# Set problem
Write out, character for character, the line containing "Each instance receives one keypoint. Mark the dirt" and all lines after it up to the end of the listing.

# Extracted material
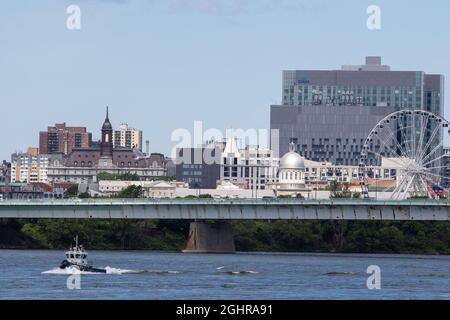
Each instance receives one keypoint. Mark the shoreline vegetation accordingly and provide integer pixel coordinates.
(399, 237)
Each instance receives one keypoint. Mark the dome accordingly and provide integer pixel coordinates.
(292, 160)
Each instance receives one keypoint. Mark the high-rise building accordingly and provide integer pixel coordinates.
(5, 171)
(328, 114)
(63, 139)
(127, 137)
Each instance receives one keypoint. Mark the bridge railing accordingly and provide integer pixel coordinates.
(274, 201)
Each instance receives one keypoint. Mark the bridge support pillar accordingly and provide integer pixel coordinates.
(210, 238)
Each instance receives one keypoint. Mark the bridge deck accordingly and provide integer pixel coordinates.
(201, 209)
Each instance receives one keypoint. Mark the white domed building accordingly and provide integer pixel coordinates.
(291, 175)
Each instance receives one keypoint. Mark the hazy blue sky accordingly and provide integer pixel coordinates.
(161, 64)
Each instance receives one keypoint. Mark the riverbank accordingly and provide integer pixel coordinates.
(250, 236)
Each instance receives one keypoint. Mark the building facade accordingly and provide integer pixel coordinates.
(32, 168)
(83, 165)
(150, 189)
(329, 113)
(63, 139)
(127, 137)
(5, 171)
(252, 167)
(199, 167)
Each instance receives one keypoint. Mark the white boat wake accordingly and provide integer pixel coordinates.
(74, 270)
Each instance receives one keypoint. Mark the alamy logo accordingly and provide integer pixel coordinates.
(74, 282)
(73, 22)
(374, 280)
(374, 20)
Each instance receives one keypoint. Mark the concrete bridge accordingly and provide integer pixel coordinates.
(206, 209)
(217, 237)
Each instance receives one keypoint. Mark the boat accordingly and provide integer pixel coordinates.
(76, 258)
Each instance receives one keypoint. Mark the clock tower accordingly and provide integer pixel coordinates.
(107, 144)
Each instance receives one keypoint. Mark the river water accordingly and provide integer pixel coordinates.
(160, 275)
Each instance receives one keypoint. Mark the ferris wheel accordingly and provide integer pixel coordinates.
(403, 156)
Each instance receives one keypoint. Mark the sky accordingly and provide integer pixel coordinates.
(160, 65)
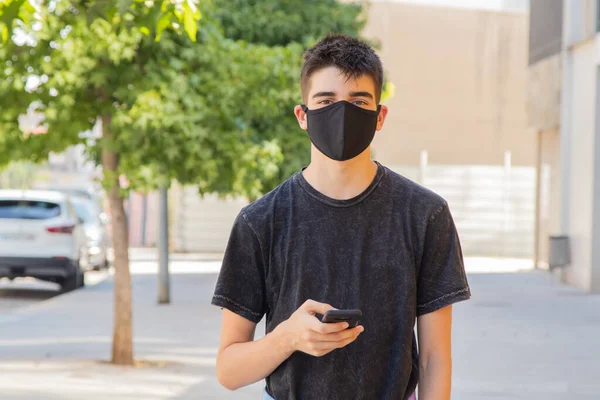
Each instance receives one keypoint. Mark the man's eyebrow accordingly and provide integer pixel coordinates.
(323, 94)
(361, 94)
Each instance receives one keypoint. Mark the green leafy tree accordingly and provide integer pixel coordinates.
(83, 62)
(205, 104)
(281, 31)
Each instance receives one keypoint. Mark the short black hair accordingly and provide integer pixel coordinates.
(352, 56)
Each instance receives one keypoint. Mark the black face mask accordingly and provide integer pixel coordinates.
(341, 130)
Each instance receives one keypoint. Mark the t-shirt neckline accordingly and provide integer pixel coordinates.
(314, 193)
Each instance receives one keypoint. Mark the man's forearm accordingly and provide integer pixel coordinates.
(435, 377)
(242, 364)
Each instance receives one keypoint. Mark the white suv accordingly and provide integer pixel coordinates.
(41, 237)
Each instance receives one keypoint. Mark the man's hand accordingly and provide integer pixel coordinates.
(304, 332)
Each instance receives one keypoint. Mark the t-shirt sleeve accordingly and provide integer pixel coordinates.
(441, 280)
(241, 284)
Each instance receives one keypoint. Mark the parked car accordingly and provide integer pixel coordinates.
(41, 237)
(89, 192)
(95, 228)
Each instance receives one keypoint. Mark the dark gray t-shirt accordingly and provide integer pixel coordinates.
(392, 252)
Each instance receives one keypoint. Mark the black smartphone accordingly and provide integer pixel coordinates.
(352, 317)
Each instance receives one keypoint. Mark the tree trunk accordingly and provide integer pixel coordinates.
(122, 351)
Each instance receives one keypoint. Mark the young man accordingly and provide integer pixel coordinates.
(348, 233)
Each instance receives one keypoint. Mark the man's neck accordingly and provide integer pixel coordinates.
(341, 180)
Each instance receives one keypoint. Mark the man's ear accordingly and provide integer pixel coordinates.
(301, 117)
(381, 117)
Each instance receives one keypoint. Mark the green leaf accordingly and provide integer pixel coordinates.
(4, 32)
(189, 21)
(123, 6)
(163, 23)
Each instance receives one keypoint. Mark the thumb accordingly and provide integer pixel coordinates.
(314, 307)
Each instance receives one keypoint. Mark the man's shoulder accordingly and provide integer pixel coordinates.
(269, 204)
(414, 195)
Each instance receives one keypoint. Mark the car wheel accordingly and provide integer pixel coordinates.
(74, 281)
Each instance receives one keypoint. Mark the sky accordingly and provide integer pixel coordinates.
(510, 5)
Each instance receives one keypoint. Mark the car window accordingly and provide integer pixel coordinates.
(86, 212)
(28, 209)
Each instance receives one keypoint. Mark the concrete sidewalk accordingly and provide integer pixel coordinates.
(522, 336)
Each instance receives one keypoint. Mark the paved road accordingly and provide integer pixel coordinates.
(23, 292)
(522, 336)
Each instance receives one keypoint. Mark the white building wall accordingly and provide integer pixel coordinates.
(581, 160)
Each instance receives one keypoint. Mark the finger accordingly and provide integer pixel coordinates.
(325, 328)
(337, 336)
(323, 347)
(346, 342)
(316, 308)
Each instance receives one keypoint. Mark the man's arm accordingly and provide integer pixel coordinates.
(242, 360)
(435, 356)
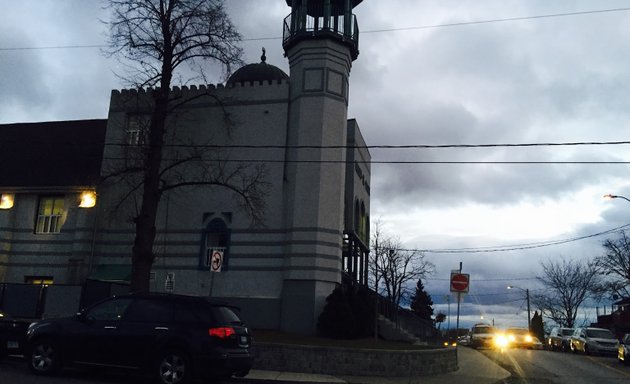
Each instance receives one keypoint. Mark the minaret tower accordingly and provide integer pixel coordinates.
(321, 40)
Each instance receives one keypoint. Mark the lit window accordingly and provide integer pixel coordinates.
(51, 214)
(88, 199)
(216, 242)
(6, 200)
(38, 280)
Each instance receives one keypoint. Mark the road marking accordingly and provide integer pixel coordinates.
(615, 369)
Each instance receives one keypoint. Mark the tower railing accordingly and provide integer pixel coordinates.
(332, 23)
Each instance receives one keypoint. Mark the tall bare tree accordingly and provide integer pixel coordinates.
(155, 38)
(396, 267)
(614, 264)
(568, 284)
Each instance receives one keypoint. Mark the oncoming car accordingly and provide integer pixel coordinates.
(172, 338)
(482, 335)
(623, 351)
(593, 340)
(520, 338)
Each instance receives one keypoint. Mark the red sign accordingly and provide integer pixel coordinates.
(460, 282)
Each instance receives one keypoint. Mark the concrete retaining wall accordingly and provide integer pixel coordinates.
(349, 362)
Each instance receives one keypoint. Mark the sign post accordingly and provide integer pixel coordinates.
(214, 261)
(460, 283)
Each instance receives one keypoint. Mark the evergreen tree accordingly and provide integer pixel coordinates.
(421, 303)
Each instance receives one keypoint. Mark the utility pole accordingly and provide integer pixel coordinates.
(459, 294)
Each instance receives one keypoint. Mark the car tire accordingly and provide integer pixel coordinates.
(173, 366)
(44, 357)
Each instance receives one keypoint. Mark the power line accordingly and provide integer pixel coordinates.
(464, 23)
(517, 247)
(433, 26)
(387, 146)
(399, 162)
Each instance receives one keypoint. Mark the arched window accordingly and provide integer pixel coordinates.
(357, 218)
(215, 241)
(363, 232)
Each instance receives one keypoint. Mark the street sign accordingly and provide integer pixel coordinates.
(460, 282)
(214, 260)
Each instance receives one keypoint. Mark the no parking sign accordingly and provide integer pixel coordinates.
(214, 260)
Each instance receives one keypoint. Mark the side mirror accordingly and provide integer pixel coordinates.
(81, 316)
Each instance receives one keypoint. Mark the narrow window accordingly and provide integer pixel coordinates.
(214, 250)
(135, 131)
(50, 215)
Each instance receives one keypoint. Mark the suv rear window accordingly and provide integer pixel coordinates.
(226, 315)
(206, 314)
(483, 329)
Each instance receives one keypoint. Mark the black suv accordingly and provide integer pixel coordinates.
(174, 338)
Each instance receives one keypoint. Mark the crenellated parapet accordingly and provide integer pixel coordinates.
(204, 93)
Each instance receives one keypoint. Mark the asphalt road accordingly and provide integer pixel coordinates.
(13, 370)
(547, 367)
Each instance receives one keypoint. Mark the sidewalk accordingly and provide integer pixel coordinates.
(474, 368)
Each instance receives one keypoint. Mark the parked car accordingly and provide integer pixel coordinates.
(173, 338)
(519, 337)
(623, 351)
(482, 335)
(593, 340)
(558, 339)
(12, 334)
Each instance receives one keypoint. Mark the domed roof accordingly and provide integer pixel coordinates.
(257, 73)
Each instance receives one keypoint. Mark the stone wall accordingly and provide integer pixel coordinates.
(351, 362)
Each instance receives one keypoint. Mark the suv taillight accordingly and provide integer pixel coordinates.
(221, 332)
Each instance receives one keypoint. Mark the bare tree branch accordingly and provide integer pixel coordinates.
(568, 284)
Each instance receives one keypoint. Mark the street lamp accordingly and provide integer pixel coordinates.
(609, 197)
(529, 317)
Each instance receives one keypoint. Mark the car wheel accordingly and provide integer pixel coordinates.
(173, 367)
(44, 357)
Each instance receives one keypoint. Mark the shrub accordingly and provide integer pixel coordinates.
(348, 313)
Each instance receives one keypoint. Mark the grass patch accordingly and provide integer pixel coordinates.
(269, 336)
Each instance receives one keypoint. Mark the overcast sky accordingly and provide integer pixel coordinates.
(429, 72)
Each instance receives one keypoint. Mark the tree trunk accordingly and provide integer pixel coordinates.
(142, 253)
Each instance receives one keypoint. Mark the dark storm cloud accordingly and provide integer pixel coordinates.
(22, 86)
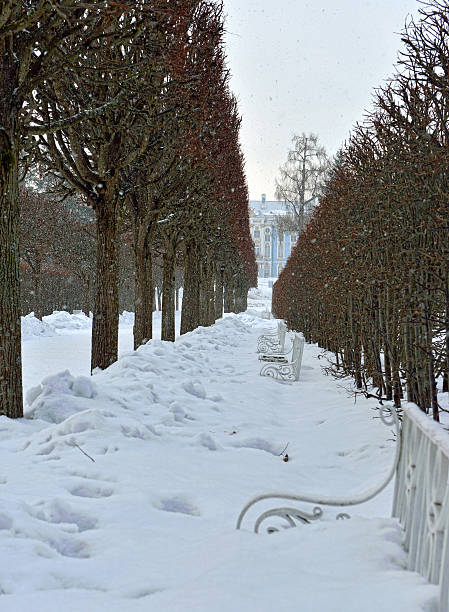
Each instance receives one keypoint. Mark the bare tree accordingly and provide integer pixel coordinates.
(34, 35)
(301, 180)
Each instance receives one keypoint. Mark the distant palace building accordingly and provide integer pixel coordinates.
(272, 248)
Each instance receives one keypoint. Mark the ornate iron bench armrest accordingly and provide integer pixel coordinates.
(279, 367)
(293, 516)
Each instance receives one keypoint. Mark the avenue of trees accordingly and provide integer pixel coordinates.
(369, 277)
(123, 111)
(301, 181)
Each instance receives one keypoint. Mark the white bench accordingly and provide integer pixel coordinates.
(279, 367)
(273, 342)
(294, 516)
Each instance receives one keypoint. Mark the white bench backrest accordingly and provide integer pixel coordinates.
(282, 330)
(421, 498)
(297, 351)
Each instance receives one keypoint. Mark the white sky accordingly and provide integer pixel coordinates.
(306, 66)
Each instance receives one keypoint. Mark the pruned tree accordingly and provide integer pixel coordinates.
(301, 181)
(34, 38)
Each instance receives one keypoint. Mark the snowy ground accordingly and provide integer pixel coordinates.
(179, 437)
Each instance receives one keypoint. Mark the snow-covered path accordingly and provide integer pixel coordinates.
(179, 437)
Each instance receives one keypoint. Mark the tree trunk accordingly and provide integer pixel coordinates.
(191, 293)
(11, 402)
(219, 292)
(37, 288)
(106, 315)
(86, 295)
(168, 294)
(143, 296)
(229, 298)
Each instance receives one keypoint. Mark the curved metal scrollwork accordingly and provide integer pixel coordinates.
(269, 345)
(279, 371)
(294, 516)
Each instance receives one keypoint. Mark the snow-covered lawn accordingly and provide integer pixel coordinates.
(177, 438)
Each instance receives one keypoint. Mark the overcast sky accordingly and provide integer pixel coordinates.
(306, 66)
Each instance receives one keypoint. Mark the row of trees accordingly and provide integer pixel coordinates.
(126, 106)
(369, 278)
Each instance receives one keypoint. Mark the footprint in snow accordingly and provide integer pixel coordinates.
(91, 491)
(59, 512)
(259, 444)
(194, 387)
(178, 504)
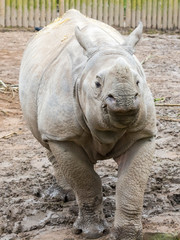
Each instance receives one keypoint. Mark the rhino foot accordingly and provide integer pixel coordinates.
(127, 232)
(57, 193)
(90, 228)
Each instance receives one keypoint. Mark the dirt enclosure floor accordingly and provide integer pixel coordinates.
(27, 210)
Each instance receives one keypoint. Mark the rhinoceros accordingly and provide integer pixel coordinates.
(85, 98)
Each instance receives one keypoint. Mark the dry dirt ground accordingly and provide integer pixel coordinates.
(26, 209)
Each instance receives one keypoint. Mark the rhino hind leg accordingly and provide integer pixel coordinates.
(63, 191)
(86, 184)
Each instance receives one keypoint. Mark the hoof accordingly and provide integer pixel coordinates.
(91, 230)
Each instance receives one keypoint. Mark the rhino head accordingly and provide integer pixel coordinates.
(111, 86)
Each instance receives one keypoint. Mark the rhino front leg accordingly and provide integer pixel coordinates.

# The output
Each instance receives one keypoint. Mark the dirt enclosure floor accordingly and provide integer pixel coordinates.
(27, 210)
Each instance receives one keypoint. Mark the rhinoceros accordingly and provide integer pixel coordinates.
(85, 98)
Each instance receives one keypoint. Mark the dry dirt ground accordingly and provide integer pixel coordinates.
(26, 209)
Each instance receives one keypoint. Mark the rhino hind leg accordingly and provide integer pixel coordinates.
(63, 191)
(86, 184)
Each instance receives one keypoint. Mark the hoof accordingly and provide integer pixel coordinates.
(91, 230)
Each instance receives one keypoint. Mark the rhino head accordingly and provide integer pixel coordinates.
(111, 86)
Each instance receives one keypoint. Mark the rhino front leg accordingly and provide integer pixel coordinates.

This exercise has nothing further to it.